Extract to read>
A new study's findings, and what could get more money in retirees' pockets

By Laurence J. Kotlikoff

United Income, a financial planning advisory service, just released an important study called, "The Retirement Solution Hiding In Plain Sight." Using government data and proprietary software, it calculates how much money retirees have lost, and are losing, by making mistakes about when to start claiming Social Security benefits. United Income’s answer: a whopping $3.4 trillion or $111,000 per household!

Social Security
Credit: Adobe

That’s enough to move half of the oldest Americans now in poverty out of that terrible state. Put another way, according to United Income, the average Social Security recipient would get 9% more income in retirement by making the “financially optimal” decision about when to claim benefits.

Increasing Your Social Security Benefit By 177%

According to United Income, someone who’d get a $725 monthly Social Security benefit by starting to claim at 62 (the earliest age) would see a benefit increase to $1,280 by delaying to age 70 — an increase of 177%.

By United Income’s calculations, however, only 4% of retirees make the financially optimal Social Security claiming decision. The rest of them are claiming too early. United Income estimates that 92% of retirees would be better off waiting to claim until at least 65.

The study's conclusion: if boomer workers would take the most appropriate Social Security benefits at the right time, they’d increase their prospects for financial security in retirement.

"A daunting task awaits individuals striving to make an optimal Social Security claiming decision."

Material supplied>

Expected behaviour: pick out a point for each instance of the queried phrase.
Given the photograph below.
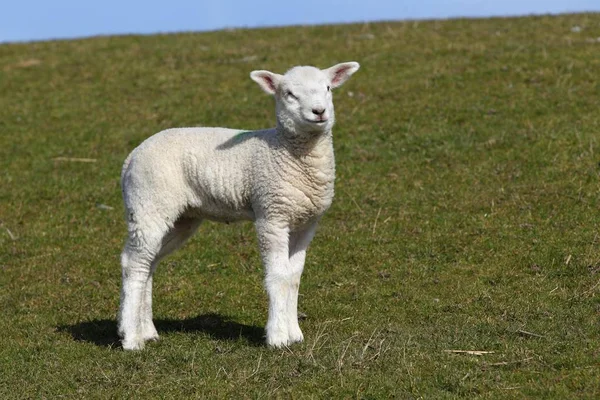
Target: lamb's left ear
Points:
(267, 81)
(340, 73)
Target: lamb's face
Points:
(304, 100)
(303, 95)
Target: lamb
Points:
(280, 178)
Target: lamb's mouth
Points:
(316, 121)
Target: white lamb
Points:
(280, 178)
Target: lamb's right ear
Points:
(267, 81)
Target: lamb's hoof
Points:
(133, 344)
(150, 334)
(277, 339)
(296, 335)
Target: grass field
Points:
(466, 215)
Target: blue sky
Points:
(25, 20)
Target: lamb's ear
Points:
(267, 81)
(340, 73)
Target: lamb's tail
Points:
(126, 165)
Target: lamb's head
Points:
(304, 105)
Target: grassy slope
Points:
(466, 212)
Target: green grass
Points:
(466, 215)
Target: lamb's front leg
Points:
(273, 241)
(299, 242)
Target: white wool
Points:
(280, 178)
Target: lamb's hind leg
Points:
(182, 230)
(299, 242)
(137, 260)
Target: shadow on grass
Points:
(103, 332)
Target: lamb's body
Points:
(281, 178)
(189, 173)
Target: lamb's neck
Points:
(307, 145)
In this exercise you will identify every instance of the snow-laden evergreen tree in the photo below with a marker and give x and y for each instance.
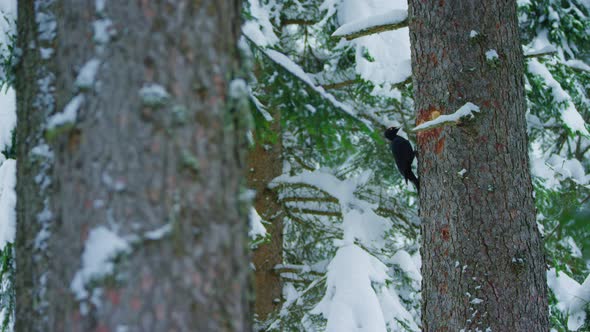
(556, 35)
(350, 232)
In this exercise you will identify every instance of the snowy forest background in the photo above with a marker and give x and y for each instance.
(350, 222)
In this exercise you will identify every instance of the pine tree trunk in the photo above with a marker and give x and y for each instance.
(265, 163)
(153, 159)
(482, 255)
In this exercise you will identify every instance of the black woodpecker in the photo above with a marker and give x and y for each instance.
(403, 155)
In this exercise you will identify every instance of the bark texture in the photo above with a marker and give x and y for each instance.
(482, 255)
(265, 163)
(159, 168)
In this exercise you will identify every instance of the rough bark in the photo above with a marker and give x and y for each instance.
(33, 106)
(132, 166)
(482, 256)
(265, 163)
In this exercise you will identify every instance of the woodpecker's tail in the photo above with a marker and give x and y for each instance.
(414, 180)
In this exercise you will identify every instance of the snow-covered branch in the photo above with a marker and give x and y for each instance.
(465, 112)
(391, 20)
(535, 53)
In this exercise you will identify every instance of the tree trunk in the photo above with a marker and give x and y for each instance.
(129, 217)
(482, 255)
(265, 163)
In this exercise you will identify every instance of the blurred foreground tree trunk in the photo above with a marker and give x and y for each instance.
(130, 147)
(482, 255)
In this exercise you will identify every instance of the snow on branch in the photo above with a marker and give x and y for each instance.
(392, 20)
(290, 66)
(466, 112)
(535, 53)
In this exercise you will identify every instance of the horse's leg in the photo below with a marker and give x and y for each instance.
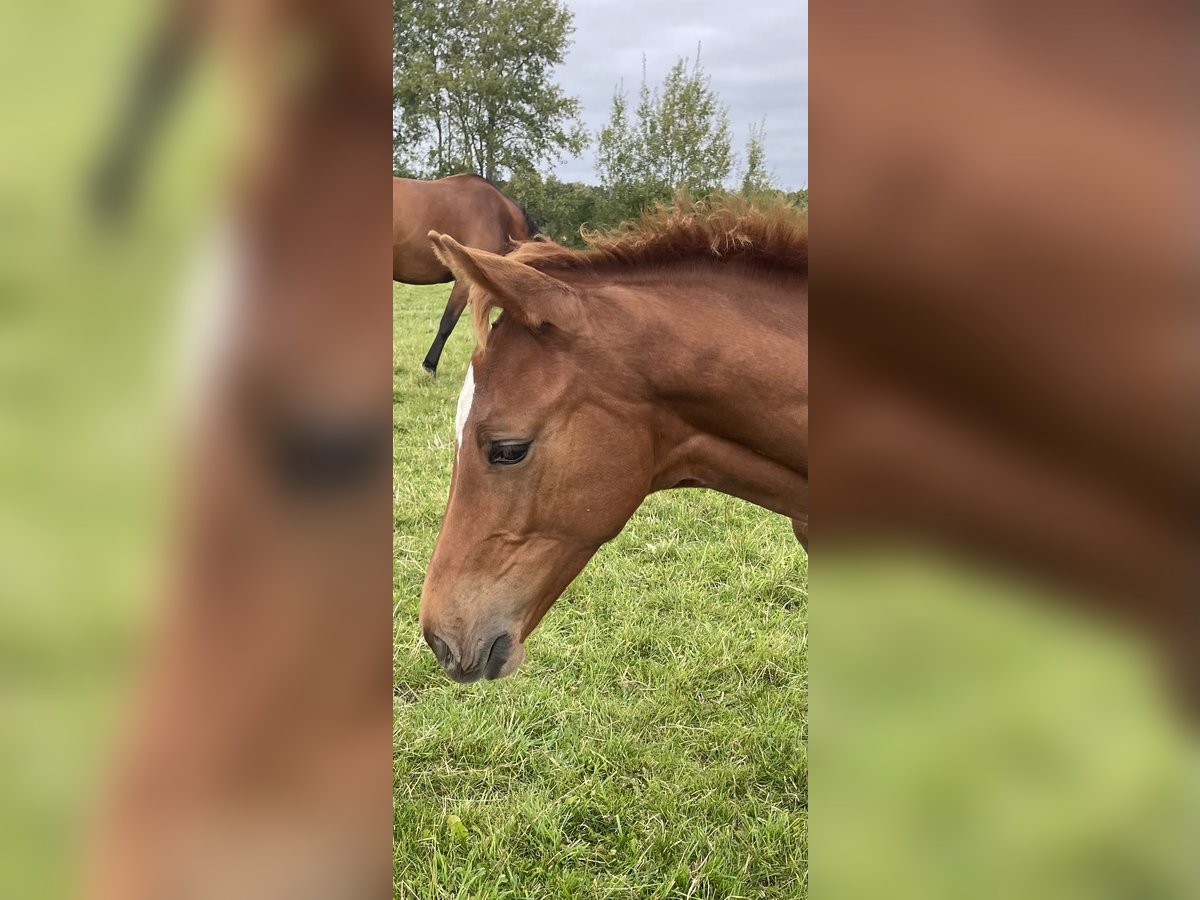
(157, 79)
(455, 305)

What to produce>
List every dollar amount that appears in the article on Social Security claiming. The entries have no connection to the article on Social Security claiming.

Response to the task>
$3.4 trillion, $111,000, $725, $1,280